### [SET EXERCISE]
Leave the pictures out, and retype all of the material exactly as written.

***

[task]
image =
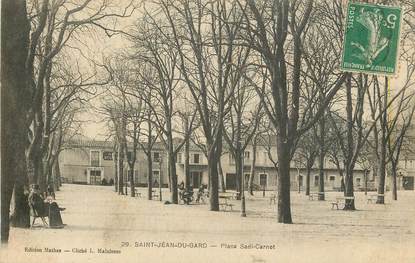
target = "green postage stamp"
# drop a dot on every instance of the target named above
(372, 37)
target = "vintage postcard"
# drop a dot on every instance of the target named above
(207, 131)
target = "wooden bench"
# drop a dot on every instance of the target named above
(35, 214)
(341, 200)
(235, 195)
(137, 193)
(373, 198)
(203, 197)
(154, 194)
(314, 195)
(224, 204)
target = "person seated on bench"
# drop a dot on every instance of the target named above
(200, 193)
(51, 192)
(46, 207)
(181, 190)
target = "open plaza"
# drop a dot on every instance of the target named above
(103, 226)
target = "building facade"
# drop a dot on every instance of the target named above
(92, 162)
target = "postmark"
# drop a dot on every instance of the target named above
(372, 37)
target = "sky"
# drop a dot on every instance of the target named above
(101, 45)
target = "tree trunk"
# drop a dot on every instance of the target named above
(173, 175)
(307, 180)
(14, 96)
(116, 171)
(222, 178)
(120, 170)
(349, 190)
(252, 173)
(20, 216)
(213, 181)
(238, 172)
(186, 161)
(149, 160)
(394, 181)
(57, 174)
(322, 154)
(150, 176)
(284, 206)
(383, 145)
(132, 182)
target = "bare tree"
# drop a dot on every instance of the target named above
(267, 26)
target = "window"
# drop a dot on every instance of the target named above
(231, 159)
(136, 176)
(107, 156)
(156, 157)
(265, 155)
(129, 156)
(156, 178)
(94, 158)
(246, 181)
(316, 180)
(263, 180)
(196, 158)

***

### [REPLY]
[task]
image =
target = "green postage stamp"
# drop a dot on every instance of the target named above
(372, 37)
target = "vintage postcard"
# drop a dot on every instance of the target named above
(207, 131)
target = "wooden bench"
# drop a dot on every instance of the target named above
(35, 214)
(341, 200)
(235, 195)
(137, 193)
(373, 198)
(203, 197)
(154, 194)
(314, 195)
(224, 204)
target = "person seated on bench"
# drop a dot on every instance of the target named above
(200, 193)
(51, 192)
(46, 207)
(181, 190)
target = "open plaza"
# drop a dot on every instance of the target named above
(103, 226)
target = "building facade"
# drop a dot on every instance of the target named above
(92, 162)
target = "postmark"
# drop a dot on every instance of the target named above
(372, 37)
target = "sky"
# drop a dot on every instance of the target named above
(101, 45)
target = "tree trunk"
# drop a dot on every instance of the target named above
(173, 175)
(307, 180)
(14, 96)
(116, 171)
(222, 178)
(120, 170)
(349, 190)
(252, 173)
(20, 216)
(213, 181)
(238, 172)
(186, 161)
(149, 160)
(394, 181)
(57, 174)
(322, 154)
(150, 176)
(284, 206)
(383, 145)
(132, 182)
target = "bare tree"
# drop a dot on every instance of the target named above
(267, 26)
target = "window"
# drop a dot on every instance of the target named above
(231, 159)
(136, 176)
(107, 156)
(156, 157)
(265, 155)
(129, 156)
(156, 178)
(94, 158)
(246, 181)
(316, 180)
(263, 180)
(196, 158)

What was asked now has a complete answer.